• **Exercises to complete**:
a. Decide whether each statement below agrees with the OECD summary on nanotechnology and tires. Answer yes or no for each, and quote the words from the summary that decide it.
(i) The demand for vehicles is expected to double by 2030.
(ii) Industry-specific guidance for assessing the environmental, health and safety risks of new nanomaterials in tire production is already available.
(iii) New nanomaterials may lower rolling resistance while keeping wet grip.
b. Answer these questions using the OECD summary on nanotechnology and tires:
(i) What two materials does the summary give as examples of the natural resources used in tire production?
(ii) What does the abbreviation EHS stand for?
(iii) What was developed as part of the study to address the lack of industry-specific guidance?

• **Excerpt provided**:
▬▬▬▬▬▬

OECD Multilingual Summaries

Nanotechnology and Tyres

Greening Industry and Transport

Summary in English

Read the full book on:

The demand for vehicles is expected to double by 2030, putting enormous pressure on the sustainability of the transport sector. A number of measures should be taken to manage this increase and prevent its massive impact on the environment, society and the economy. These measures include, for example: reducing the use of personal vehicles by increasing the availability of public transport services, developing greener vehicles, and providing more sustainable tyres. Indeed, tyres significantly contribute to the overall environmental impact of the transport sector due to the high levels of natural resources used in their production (for example, natural rubber and synthetic rubber derived from fossil fuels) and the effect of the rolling resistance of tyres on vehicle fuel consumption.

New technological solutions are now being researched to improve the sustainability of tyres and nanotechnology is at the frontline of technologies that could help contribute to this goal. The use of new nanomaterials in tyre production is expected to help improve the sustainability of tyres throughout the life cycle of the product. New nanomaterials have the potential to decrease rolling resistance (improving fuel consumption) and improve wear resistance (increasing tyre lifetime) while maintaining wet grip and existing safety levels. Yet many of the policy implications of the use of nanotechnology in tyres are still unclear. In particular, uncertainty over environmental, health and safety (EHS) risks remains and specific risk assessment frameworks for the use of nanotechnology in tyre production are missing to assess those risks efficiently.

Key findings and messages

Industry‑specific guidance is missing for assessing the environmental, health and safety risks in the development of new nanomaterials in tyre production: this study provides guidance for risk assessment for the use of nanotechnology in tyre production.

New nanomaterials offer promising avenues for future innovation, which could contribute towards the sustainability and resource efficiency of the tyre industry. However, uncertainty over the EHS risks appears to be a main and continuous concern for the development of new nanomaterials in tyre production, even for some of the new nanomaterials that are close to market. The difficulties in characterising the EHS risks lead to uncertainty in the way nanotechnologies are being regulated, which seems to affect innovation at all stages of development.

While generic EHS good practice guidance can serve as a starting point for the tyre industry when addressing the EHS risks, the lack of industry‑specific guidance for assessing the risks associated with the use of nanomaterials in tyre production constitutes an important gap. To address this gap, a risk management framework was developed as part of this study that can be used specifically to develop site‑ or company‑specific risk assessments or risk management strategies for using nanomaterials as additives in tyres.

This gap in industry‑specific guidance also seems to affect other industry sectors using nanotechnology. A possible next step could be the development of further industry‑specific guidelines to help improve the effectiveness of the implementation of new nanomaterials in other sectors.

Policies to support research in the environmental, health and safety risks, as well as those to support the commercialisation of nanotechnology research results, are critical to foster responsible innovation in the tyre sector.

▬▬▬▬▬▬

• **Records supplied**:

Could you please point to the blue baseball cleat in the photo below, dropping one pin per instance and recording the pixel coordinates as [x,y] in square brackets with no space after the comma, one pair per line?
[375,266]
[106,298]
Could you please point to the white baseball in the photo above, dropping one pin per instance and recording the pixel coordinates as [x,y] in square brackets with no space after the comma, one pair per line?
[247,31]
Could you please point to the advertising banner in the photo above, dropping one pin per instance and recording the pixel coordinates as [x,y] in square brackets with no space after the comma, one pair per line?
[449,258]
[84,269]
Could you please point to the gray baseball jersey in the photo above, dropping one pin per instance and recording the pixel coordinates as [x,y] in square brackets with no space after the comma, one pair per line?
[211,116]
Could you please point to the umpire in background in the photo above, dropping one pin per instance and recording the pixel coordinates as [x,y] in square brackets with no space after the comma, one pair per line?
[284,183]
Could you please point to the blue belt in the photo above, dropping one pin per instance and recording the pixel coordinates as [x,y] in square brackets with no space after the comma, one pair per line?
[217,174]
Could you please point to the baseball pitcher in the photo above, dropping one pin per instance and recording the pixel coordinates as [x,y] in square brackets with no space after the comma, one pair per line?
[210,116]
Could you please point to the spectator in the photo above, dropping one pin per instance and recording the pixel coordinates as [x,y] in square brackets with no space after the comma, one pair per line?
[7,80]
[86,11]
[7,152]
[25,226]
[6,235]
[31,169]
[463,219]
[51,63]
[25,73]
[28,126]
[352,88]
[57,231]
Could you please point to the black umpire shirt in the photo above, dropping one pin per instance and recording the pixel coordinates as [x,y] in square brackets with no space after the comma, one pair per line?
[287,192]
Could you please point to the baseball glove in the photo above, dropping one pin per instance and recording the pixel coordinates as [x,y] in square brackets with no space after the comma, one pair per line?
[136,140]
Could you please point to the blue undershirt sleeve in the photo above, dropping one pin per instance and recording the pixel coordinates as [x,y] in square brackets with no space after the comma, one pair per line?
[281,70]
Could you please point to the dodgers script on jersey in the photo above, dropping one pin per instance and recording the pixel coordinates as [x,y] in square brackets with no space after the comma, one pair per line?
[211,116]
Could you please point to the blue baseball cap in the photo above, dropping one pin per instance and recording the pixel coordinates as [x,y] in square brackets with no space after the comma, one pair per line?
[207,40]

▬▬▬▬▬▬

• **Outputs in order**:
a.
(i) Yes: "The demand for vehicles is expected to double by 2030"
(ii) No: "Industry‑specific guidance is missing for assessing the environmental, health and safety risks in the development of new nanomaterials in tyre production"
(iii) Yes: "New nanomaterials have the potential to decrease rolling resistance (improving fuel consumption) and improve wear resistance (increasing tyre lifetime) while maintaining wet grip and existing safety levels."

b.
(i) Natural rubber and synthetic rubber derived from fossil fuels.
(ii) Environmental, health and safety.
(iii) A risk management framework.